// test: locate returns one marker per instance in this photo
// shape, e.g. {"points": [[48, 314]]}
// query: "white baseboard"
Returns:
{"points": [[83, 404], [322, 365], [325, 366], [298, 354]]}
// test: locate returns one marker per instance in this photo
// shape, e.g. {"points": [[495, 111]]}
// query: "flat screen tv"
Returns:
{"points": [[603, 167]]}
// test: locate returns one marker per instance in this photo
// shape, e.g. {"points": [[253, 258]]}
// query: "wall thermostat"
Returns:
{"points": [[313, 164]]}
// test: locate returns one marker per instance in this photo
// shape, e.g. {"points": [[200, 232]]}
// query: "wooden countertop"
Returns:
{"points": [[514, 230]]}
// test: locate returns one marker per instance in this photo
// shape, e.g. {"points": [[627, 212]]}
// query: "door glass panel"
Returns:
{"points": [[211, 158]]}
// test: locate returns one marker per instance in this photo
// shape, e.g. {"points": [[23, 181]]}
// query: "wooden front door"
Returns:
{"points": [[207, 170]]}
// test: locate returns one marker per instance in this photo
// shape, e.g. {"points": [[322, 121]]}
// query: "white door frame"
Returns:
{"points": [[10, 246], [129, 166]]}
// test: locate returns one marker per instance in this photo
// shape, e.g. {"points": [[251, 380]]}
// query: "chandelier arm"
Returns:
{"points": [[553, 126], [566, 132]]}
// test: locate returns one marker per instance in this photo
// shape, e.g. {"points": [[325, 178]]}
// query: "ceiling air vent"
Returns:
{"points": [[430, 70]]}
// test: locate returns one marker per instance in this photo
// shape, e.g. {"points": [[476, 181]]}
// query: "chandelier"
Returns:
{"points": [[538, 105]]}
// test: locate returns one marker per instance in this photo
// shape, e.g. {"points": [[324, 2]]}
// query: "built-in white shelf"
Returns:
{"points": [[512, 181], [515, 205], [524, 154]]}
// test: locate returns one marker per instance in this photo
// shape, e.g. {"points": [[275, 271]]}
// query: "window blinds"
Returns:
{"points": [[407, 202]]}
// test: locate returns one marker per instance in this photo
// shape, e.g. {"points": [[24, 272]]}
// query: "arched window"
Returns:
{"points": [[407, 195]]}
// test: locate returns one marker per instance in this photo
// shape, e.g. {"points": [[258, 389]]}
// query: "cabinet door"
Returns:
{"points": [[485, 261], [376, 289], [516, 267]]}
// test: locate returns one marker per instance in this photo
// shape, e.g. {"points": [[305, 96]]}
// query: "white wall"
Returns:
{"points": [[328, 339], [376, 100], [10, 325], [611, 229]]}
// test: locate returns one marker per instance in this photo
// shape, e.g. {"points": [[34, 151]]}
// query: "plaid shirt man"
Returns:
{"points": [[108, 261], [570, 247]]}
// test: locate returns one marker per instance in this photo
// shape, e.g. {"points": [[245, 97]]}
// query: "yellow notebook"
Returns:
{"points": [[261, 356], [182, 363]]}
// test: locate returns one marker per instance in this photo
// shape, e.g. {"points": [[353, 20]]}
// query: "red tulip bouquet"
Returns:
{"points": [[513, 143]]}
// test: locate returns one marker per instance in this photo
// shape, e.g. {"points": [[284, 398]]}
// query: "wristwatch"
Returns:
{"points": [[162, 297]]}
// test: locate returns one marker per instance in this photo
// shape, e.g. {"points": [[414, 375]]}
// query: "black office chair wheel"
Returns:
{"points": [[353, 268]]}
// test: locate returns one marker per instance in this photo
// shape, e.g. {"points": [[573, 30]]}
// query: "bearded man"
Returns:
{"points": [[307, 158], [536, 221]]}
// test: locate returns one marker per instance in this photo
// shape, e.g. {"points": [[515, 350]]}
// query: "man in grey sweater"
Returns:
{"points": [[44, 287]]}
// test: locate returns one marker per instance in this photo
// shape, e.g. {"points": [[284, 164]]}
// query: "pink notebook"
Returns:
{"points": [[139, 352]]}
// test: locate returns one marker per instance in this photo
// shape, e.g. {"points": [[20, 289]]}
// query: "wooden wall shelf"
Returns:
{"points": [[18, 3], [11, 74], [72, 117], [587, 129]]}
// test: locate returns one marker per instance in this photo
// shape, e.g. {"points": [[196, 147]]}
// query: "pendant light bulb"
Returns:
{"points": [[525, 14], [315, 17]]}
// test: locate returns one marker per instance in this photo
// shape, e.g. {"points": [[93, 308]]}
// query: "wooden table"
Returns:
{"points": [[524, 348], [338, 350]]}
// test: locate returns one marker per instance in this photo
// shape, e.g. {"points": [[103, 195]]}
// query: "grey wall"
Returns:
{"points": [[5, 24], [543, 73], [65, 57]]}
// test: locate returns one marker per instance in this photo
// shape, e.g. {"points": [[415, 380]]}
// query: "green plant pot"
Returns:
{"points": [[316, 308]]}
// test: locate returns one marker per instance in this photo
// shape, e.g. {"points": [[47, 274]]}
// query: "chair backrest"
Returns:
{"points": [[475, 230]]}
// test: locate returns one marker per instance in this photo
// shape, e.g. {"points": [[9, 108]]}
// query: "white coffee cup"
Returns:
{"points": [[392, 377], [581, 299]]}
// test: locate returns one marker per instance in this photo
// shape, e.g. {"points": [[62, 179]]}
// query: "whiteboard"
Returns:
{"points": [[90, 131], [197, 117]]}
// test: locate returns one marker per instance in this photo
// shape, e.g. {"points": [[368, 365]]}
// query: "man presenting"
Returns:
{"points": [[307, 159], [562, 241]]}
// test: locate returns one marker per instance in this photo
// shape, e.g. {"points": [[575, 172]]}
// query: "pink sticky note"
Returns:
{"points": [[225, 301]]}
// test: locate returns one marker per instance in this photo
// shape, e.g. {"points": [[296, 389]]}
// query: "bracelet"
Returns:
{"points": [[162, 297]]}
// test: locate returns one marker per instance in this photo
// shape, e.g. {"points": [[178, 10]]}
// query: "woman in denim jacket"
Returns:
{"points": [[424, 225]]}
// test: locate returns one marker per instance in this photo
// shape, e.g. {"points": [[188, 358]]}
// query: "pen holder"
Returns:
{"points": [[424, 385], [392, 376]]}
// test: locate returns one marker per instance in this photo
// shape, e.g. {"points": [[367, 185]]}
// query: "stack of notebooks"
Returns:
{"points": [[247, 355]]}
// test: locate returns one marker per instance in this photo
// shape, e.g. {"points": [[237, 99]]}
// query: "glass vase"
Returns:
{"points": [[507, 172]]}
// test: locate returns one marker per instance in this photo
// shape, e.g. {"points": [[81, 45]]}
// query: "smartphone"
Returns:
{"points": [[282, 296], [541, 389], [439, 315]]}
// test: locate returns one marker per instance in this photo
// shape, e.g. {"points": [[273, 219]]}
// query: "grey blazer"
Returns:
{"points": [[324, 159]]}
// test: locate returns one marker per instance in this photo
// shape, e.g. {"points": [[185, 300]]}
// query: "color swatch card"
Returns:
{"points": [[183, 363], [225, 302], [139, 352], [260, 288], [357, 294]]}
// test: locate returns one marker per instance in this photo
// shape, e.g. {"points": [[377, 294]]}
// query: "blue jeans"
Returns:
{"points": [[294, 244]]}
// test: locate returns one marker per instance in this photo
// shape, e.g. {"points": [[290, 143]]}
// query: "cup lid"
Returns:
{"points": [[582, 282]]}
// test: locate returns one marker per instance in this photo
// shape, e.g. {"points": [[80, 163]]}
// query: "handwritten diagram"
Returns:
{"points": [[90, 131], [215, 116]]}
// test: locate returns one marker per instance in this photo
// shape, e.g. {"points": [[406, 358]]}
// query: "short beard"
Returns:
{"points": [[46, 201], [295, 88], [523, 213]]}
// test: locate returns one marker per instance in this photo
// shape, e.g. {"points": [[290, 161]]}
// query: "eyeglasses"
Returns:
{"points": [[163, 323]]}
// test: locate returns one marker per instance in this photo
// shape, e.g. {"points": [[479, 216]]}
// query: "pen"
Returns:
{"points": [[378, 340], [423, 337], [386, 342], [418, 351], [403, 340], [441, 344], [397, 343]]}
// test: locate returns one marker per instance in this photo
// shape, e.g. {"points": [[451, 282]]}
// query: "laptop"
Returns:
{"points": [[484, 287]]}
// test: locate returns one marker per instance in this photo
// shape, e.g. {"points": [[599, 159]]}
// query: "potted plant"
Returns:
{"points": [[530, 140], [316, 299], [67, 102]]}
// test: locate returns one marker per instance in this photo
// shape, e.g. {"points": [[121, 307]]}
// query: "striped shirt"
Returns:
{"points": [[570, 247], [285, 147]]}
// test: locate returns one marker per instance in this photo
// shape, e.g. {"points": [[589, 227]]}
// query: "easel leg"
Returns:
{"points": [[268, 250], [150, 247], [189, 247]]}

***

● **What you have to do**
Look through the entries above and report the number of lines that contain "pink". Write only the number.

● **Finished exercise**
2